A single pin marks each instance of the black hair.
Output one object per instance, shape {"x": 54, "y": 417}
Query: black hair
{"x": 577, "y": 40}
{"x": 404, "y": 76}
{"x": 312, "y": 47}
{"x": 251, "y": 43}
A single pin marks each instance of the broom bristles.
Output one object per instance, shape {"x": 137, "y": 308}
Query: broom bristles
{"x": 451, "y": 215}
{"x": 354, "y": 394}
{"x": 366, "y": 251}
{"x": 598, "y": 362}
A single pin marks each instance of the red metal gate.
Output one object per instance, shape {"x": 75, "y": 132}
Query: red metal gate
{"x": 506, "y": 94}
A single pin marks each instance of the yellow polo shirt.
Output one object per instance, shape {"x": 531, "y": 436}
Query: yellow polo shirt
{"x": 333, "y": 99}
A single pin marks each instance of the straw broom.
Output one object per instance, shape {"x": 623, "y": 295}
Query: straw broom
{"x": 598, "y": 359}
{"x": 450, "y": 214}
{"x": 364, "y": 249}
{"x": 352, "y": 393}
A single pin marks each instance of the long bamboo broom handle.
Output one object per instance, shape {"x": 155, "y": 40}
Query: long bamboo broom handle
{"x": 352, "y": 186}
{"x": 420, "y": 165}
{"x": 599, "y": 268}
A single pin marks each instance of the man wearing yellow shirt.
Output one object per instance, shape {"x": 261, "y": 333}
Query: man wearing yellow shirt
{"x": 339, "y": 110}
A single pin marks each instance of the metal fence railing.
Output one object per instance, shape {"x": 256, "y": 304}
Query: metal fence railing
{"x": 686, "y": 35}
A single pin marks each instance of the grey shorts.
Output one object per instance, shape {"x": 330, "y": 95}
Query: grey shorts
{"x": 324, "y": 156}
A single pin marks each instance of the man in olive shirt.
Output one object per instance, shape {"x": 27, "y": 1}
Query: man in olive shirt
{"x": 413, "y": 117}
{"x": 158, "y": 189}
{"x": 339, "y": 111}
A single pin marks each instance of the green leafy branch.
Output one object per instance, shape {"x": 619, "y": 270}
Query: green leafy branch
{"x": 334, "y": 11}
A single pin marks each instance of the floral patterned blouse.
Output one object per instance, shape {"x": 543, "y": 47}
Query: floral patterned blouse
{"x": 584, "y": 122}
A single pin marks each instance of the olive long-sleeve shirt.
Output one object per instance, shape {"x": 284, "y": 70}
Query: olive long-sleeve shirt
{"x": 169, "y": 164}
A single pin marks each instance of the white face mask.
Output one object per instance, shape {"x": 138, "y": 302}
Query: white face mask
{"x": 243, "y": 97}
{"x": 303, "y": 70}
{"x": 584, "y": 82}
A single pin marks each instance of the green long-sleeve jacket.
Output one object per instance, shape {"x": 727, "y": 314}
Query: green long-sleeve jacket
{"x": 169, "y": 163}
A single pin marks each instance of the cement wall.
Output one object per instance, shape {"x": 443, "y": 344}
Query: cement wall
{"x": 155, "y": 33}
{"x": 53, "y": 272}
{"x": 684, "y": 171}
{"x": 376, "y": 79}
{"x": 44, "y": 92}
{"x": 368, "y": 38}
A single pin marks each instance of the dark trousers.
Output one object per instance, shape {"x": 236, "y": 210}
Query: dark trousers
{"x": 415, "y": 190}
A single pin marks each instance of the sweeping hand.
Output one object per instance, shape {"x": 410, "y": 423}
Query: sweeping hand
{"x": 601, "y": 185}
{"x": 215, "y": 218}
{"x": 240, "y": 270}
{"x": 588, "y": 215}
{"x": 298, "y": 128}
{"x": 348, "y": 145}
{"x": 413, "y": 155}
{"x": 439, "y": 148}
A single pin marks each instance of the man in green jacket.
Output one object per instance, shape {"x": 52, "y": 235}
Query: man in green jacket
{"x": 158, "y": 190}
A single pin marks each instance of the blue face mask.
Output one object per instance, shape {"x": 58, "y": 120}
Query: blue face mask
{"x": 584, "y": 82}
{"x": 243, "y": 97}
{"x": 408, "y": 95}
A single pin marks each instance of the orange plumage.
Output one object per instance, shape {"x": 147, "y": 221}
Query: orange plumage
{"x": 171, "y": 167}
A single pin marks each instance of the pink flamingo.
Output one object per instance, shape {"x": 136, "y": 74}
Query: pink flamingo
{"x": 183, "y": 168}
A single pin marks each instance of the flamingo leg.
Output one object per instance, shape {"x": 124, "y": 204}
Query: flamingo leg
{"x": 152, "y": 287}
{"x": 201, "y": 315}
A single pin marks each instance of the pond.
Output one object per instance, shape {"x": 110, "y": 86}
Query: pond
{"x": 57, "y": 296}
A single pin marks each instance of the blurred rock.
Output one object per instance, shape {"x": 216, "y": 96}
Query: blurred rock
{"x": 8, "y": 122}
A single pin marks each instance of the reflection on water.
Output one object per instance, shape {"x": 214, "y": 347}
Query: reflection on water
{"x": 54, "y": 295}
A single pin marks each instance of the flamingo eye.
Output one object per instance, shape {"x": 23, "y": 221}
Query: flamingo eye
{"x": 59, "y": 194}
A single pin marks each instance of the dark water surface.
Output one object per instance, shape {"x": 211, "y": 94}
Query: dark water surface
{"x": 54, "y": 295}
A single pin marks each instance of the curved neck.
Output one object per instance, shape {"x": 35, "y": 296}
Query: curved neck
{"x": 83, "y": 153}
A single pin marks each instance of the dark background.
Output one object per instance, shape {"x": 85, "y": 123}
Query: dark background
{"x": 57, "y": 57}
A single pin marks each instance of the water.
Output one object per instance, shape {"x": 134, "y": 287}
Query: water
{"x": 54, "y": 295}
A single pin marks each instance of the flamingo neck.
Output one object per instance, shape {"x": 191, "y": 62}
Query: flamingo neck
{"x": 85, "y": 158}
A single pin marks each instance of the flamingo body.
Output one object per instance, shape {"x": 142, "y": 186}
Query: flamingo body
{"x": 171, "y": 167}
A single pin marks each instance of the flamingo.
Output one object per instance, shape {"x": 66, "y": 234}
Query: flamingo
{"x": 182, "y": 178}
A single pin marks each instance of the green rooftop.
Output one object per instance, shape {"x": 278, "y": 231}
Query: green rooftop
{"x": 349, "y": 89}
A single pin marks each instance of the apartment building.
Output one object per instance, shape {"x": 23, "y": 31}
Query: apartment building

****************

# Assignment
All that belongs in the answer is the run of lines above from the line containing "Query: green leafy branch" through the line containing "A single pin marks each instance of the white", exactly as written.

# Exercise answer
Query: green leafy branch
{"x": 334, "y": 11}
A single pin marks each instance of the floral patterned blouse.
Output one object per instance, shape {"x": 543, "y": 47}
Query: floral patterned blouse
{"x": 584, "y": 122}
A single pin marks each instance of the olive long-sleeve shirt.
Output one object per instance, shape {"x": 284, "y": 70}
Query: olive long-sleeve shirt
{"x": 169, "y": 164}
A single pin marks each instance of the white face mask.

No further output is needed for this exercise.